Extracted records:
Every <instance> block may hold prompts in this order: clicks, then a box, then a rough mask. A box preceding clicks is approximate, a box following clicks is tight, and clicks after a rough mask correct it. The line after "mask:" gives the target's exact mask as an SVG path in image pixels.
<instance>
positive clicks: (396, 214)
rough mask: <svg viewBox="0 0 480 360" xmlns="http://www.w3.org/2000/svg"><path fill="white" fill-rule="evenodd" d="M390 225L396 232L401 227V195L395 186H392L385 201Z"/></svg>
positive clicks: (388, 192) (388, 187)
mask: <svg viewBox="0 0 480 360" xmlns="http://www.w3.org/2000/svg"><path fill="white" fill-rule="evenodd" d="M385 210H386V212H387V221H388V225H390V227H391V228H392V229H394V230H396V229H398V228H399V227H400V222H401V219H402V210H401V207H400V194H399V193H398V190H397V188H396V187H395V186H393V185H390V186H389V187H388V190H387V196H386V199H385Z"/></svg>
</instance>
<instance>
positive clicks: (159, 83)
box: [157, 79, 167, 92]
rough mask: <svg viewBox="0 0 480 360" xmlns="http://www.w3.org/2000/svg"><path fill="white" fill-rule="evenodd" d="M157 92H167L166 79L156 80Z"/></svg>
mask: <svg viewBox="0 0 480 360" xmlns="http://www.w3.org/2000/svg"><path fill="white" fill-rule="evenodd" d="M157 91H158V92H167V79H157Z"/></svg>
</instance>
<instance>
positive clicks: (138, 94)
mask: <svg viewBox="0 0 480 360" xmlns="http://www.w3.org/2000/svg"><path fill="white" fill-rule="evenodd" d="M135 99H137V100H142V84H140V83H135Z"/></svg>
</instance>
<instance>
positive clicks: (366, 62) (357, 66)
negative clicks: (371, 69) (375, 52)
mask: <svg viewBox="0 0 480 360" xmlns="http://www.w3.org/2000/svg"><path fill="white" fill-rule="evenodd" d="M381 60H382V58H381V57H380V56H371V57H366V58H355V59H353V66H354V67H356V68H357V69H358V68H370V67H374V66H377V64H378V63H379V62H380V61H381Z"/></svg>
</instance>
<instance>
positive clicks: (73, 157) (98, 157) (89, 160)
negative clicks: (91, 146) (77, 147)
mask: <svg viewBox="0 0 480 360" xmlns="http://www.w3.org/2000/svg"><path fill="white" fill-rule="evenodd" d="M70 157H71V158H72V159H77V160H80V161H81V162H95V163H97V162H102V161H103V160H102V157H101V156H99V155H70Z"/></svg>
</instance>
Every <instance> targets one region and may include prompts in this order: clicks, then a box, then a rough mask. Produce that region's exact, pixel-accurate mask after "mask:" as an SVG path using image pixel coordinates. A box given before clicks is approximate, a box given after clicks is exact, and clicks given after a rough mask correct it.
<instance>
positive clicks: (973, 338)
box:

▸ Task description
Each line in which the string "order" is found must be copied from the data.

▸ Written answer
Every <instance> block may hold prompts in this order: clicks, then a box, then a rough mask. A box preceding clicks is approximate, a box following clicks is tight, and clicks after a rough mask correct it. The line after "mask:" gives the target's exact mask as an SVG path in image pixels.
Every <instance> targets one region and may include prompts in this order: clicks, then a box, then a rough mask. Produce that region's exact, pixel-accurate mask after "mask:" as an SVG path using image pixel coordinates. A box given before clicks is approximate, a box given after clicks is exact, and clicks given after a rough mask correct it.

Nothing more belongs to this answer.